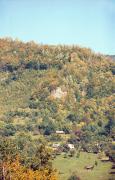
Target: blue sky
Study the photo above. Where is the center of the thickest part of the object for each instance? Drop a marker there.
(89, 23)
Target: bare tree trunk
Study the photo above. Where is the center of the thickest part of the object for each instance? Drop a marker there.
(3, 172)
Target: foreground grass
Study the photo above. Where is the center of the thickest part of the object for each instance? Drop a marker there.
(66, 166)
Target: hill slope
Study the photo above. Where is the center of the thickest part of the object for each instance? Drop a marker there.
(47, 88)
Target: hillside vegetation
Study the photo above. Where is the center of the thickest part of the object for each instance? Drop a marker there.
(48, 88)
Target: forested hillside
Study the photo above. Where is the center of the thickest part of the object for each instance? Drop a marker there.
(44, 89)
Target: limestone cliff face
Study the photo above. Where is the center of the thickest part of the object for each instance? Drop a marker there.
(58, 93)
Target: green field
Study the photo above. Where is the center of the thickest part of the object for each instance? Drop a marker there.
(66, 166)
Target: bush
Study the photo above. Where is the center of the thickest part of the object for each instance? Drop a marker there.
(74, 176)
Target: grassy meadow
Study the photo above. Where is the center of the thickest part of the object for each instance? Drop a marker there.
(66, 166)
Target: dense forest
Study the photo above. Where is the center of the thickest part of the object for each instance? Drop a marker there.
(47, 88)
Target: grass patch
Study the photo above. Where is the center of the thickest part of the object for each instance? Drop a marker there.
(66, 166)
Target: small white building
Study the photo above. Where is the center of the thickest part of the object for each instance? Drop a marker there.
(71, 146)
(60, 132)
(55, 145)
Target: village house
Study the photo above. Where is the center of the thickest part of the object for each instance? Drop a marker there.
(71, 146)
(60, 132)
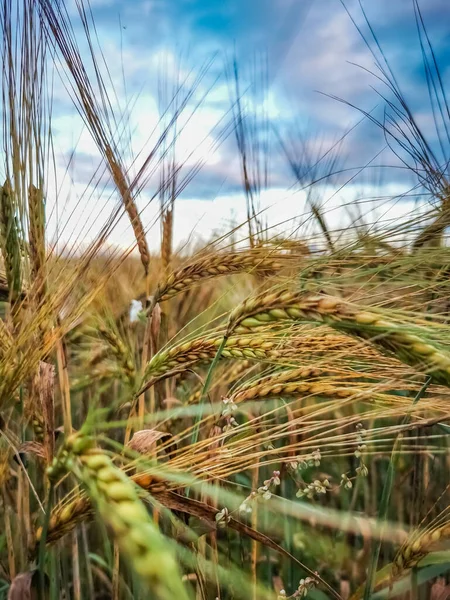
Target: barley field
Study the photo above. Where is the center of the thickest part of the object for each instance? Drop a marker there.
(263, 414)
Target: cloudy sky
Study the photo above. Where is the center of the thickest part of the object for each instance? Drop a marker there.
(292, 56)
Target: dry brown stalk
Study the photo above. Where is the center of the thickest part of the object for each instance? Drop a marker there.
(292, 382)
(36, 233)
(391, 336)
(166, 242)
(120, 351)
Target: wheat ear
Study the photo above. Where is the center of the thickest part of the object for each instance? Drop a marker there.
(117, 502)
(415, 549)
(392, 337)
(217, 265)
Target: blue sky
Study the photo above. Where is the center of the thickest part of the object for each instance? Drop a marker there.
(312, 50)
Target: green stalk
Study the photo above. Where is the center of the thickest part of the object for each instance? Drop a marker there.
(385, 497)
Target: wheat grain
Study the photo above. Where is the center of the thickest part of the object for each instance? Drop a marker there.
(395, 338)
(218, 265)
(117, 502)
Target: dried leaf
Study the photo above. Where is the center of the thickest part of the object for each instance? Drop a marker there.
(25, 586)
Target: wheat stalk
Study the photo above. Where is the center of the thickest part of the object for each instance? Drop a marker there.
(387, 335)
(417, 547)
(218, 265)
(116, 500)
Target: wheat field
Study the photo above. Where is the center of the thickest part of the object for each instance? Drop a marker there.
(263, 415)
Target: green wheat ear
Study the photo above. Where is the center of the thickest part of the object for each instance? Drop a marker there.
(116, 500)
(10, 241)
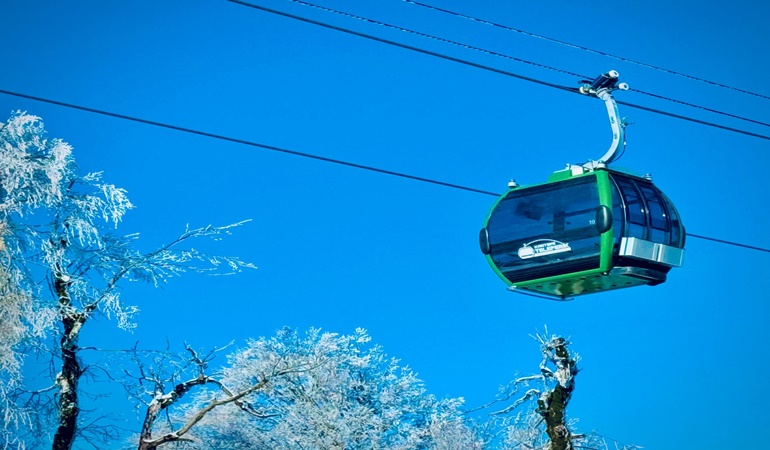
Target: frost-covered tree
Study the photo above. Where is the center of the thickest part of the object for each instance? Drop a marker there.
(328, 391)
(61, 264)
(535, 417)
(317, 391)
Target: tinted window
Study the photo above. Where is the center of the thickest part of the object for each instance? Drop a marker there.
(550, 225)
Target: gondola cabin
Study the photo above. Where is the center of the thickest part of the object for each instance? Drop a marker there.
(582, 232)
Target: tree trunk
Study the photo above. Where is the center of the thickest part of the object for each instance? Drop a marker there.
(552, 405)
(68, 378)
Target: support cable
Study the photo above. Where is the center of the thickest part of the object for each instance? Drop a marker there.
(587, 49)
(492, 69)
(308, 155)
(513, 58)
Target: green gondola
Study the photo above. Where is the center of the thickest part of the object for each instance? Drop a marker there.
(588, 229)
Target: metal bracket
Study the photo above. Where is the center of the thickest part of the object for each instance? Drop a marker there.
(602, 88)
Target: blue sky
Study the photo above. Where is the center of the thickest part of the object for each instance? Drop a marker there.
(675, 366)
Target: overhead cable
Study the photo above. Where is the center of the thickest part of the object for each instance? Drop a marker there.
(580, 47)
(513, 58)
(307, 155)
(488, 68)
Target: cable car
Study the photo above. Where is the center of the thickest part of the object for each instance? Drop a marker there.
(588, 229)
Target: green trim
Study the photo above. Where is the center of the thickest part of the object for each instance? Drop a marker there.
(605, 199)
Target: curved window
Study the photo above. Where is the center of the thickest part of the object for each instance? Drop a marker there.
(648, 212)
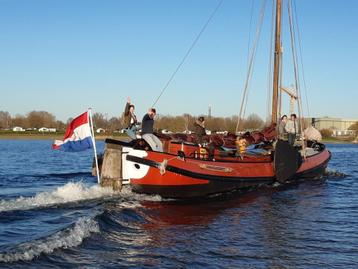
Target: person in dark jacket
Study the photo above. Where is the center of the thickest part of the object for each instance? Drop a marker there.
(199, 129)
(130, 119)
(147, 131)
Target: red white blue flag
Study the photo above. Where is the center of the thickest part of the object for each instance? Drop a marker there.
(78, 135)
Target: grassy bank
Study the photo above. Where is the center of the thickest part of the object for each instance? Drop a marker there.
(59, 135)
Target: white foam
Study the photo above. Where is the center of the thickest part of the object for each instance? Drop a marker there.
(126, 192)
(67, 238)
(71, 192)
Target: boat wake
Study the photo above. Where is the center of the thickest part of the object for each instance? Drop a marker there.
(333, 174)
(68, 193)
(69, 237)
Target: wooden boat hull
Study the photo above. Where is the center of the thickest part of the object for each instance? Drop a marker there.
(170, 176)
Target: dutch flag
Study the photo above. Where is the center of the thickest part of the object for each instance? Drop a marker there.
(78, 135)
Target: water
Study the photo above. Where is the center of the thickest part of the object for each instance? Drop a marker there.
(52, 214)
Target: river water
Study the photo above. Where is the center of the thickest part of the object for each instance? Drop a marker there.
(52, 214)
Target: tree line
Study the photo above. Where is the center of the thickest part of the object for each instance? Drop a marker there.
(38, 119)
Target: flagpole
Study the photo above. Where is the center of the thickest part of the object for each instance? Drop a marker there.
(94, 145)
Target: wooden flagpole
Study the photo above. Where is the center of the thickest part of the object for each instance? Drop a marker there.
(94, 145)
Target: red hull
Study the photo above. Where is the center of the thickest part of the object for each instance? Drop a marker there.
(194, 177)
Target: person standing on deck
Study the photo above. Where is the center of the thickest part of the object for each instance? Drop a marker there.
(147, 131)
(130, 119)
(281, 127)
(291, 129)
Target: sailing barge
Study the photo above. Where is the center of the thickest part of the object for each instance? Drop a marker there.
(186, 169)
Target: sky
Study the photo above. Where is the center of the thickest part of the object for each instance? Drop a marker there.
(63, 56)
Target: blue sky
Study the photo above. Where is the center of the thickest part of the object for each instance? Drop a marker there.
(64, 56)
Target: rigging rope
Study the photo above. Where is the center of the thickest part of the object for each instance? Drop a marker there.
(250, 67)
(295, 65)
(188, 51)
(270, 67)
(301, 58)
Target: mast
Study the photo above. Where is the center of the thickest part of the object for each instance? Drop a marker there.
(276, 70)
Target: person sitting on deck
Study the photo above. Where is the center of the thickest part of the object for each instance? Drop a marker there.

•••••

[Prompt]: Please repeat all of the data exactly as it stands, leaving the pictures out.

[Result of the exercise]:
Target: blue sky
Study the photo above. Where is the center of the thickest part of the object for each instance? Drop a marker there.
(89, 23)
Target: bare tree trunk
Study the photo above. Where is the center of the thickest part of the object for each instance? Drop a marker there.
(3, 172)
Target: foreground grass
Study the photo above. Where is the center of the thickest part of the object for each instance? Drop a marker there.
(66, 166)
Target: hill slope
Study the photo above. Where is the center of the thickest part of the object for each instance? Drop a marker there.
(47, 88)
Target: hillside vegetation
Study the photo above. Where is the center of the thickest part of the object for each instance? Drop a marker there.
(48, 88)
Target: forested hillside
Study the photo above. Where is the center of the thickest part of the object for each instance? Drop a marker there.
(44, 89)
Target: limestone cliff face
Study the photo above. Where is the center of the thickest part of the object for each instance? Drop a marker there.
(58, 93)
Target: green field
Study the photo above. Where is the center of the thickest part of the object for each instance? Drop a marker there.
(66, 166)
Target: bush
Study the photo above. Where is the center of the thickest part of the object for each instance? Drop a marker there.
(74, 176)
Target: grassy meadow
Study the photo above. Where is the center of the thickest part of the object for each instance? Drop a marker there.
(66, 166)
Target: dense forest
Study the photo above. Where is the center of the thickest part of the object for each instance? Drop a marker there.
(47, 88)
Target: grass patch
Study the photo above. Where is the center of the thickest part of the object for each instance? Drop a marker there.
(66, 166)
Target: small white building
Study the photo above. Where is the center of the thickest part of the object for each instance? Drop a marker there.
(71, 146)
(60, 132)
(55, 145)
Target: village house
Study the photo above. Where is the center of the thickest part of the object for each instance? Drop a marker there.
(71, 146)
(60, 132)
Target: barley field
Study the photo above. Where is the center of the thickest part of the object for each instance? Drop a marker there.
(263, 414)
Target: cloudy sky
Study the photo above. Where is the center of the thickest part of the object for each instance? Drop a marker there.
(292, 56)
Target: dry brown stalk
Study the photo above. Where is the center of the thickest part of the object for each instance? Drop a marker there.
(292, 382)
(36, 233)
(391, 336)
(166, 242)
(120, 351)
Target: wheat ear
Study the photo above. Where is the center of the thickest part of the object for each instance? Drop a marker there.
(117, 502)
(415, 549)
(392, 337)
(217, 265)
Target: blue sky
Study the photo above. Where is the center of the thickest part of the object for each instance? Drop a marker there.
(312, 50)
Target: green stalk
Study the photo above. Where is the center of the thickest part of the object for each instance? Drop a marker there.
(385, 497)
Target: wheat grain
Study the photo above. Where is the center of the thickest part of the object for each instance? Drop a marker there.
(395, 338)
(218, 265)
(117, 502)
Target: dried leaf
Study the photo above. Where is the center of the thickest part of the object for each instance? Drop a marker there.
(25, 586)
Target: wheat stalk
Study the photo above. Where is the center of the thickest part of the object for each instance? Drop a marker there.
(387, 335)
(417, 547)
(218, 265)
(116, 500)
Target: wheat field
Study the photo above. Where is the center of the thickest part of the object for each instance? Drop a marker there.
(263, 415)
Target: green wheat ear
Study the photo above. Where is the center of the thickest part of the object for each instance? Drop a marker there.
(116, 500)
(10, 241)
Target: frost-covered tree
Study the photo above. Where is the center of the thickest part of the object for each instance? Drop a marker there.
(328, 391)
(61, 264)
(535, 417)
(317, 391)
Target: tinted window
Study the photo above. Where is the center of the thickest part of the object for each instance? Drop a marker there.
(550, 225)
Target: gondola cabin
Study the photo above. Where is the center of the thickest part of the object for each instance? Drop a marker there.
(582, 232)
Target: tree trunk
Study the photo above. Where is the center of the thickest part of the object for each instance? Drop a marker there.
(552, 405)
(68, 378)
Target: support cable
Study the photo above. Where is the center of the thickest part of the object for each instance? Drop a marker there.
(587, 49)
(492, 69)
(308, 155)
(513, 58)
Target: green gondola
Study the photo above. Where is the center of the thickest part of the object for each instance? Drop a marker there.
(588, 229)
Target: metal bracket
Study the photo above. Where is the center of the thickest part of the object for each instance? Drop a marker there.
(602, 88)
Target: blue sky
Study the photo above. Where is the center of the thickest part of the object for each instance? Drop a marker there.
(675, 366)
Target: overhead cable
Study the photo above. Where is the center of the thickest part of the object for each instance? Drop a marker there.
(580, 47)
(513, 58)
(307, 155)
(488, 68)
Target: cable car
Study the photo above. Where is the center of the thickest part of the object for each instance? Drop a marker there.
(588, 229)
Target: green trim
Study the photo above. Where is the center of the thickest part of the object for each instance? Drop a marker there.
(605, 199)
Target: curved window
Study the photo above. Where is the center of the thickest part of the object for each instance? Drop a marker there.
(648, 212)
Target: person in dark jacket
Study the photo above. Where is the center of the thickest part of the object for each instance? Drop a marker there.
(199, 129)
(130, 119)
(147, 131)
Target: red white blue flag
Study the photo above. Where is the center of the thickest part of the object for each instance? Drop a marker there.
(78, 135)
Target: grassy bank
Study the photo above. Where is the center of the thickest part of the object for each instance? Drop a marker there.
(59, 135)
Target: white foam
Study the photo above. Where is the center of the thickest part of the object for each instance? Drop a marker there.
(126, 192)
(67, 238)
(71, 192)
Target: boat wake
Study the photo above. Where is the center of the thickest part of the object for each instance? Drop a marker there.
(333, 174)
(68, 193)
(69, 237)
Target: wooden boat hull
Study the photo above. Where is the center of the thickest part of the object for each instance? Drop a marker there.
(170, 176)
Target: dutch flag
Study the photo above. Where is the center of the thickest part of the object for each instance? Drop a marker there.
(78, 135)
Target: water
Study the photo above. Where is the center of the thickest part of the object for each instance? Drop a marker there.
(52, 214)
Target: river water
Study the photo above. Where is the center of the thickest part of the object for each instance? Drop a marker there.
(52, 214)
Target: tree line
Study the photo above. Where is the center of the thickest part of the object for each instance? Drop a marker there.
(38, 119)
Target: flagpole
Study the photo above. Where is the center of the thickest part of the object for each instance? Drop a marker there.
(94, 145)
Target: wooden flagpole
Study the photo above. Where is the center of the thickest part of the object for each instance? Drop a marker there.
(94, 145)
Target: red hull
Study the photo above. Where is the center of the thickest part of the object for each instance? Drop a marker there.
(194, 177)
Target: person standing on deck
Study the photo above. Where is the center of the thickest part of the object for each instance? Drop a marker there.
(147, 131)
(130, 119)
(281, 127)
(291, 129)
Target: sailing barge
Study the photo above. Where is the center of the thickest part of the object for each instance? Drop a marker there.
(186, 169)
Target: sky
Study the photo above. Where is the center of the thickest part of the object for each instance? Drop a marker there.
(63, 56)
Target: blue sky
Study the photo above. Where is the center of the thickest part of the object for each instance? Drop a marker there.
(64, 56)
Target: rigging rope
Study the photo above. Where is the center of the thickest part of the object for each instance? Drop a marker there.
(250, 67)
(295, 65)
(188, 51)
(270, 67)
(301, 58)
Target: mast
Study the photo above. Where is the center of the thickest part of the object for each instance? Drop a marker there.
(276, 70)
Target: person sitting on deck
Study the photo above. Where is the center of the thickest part of the object for each instance? Drop a marker there.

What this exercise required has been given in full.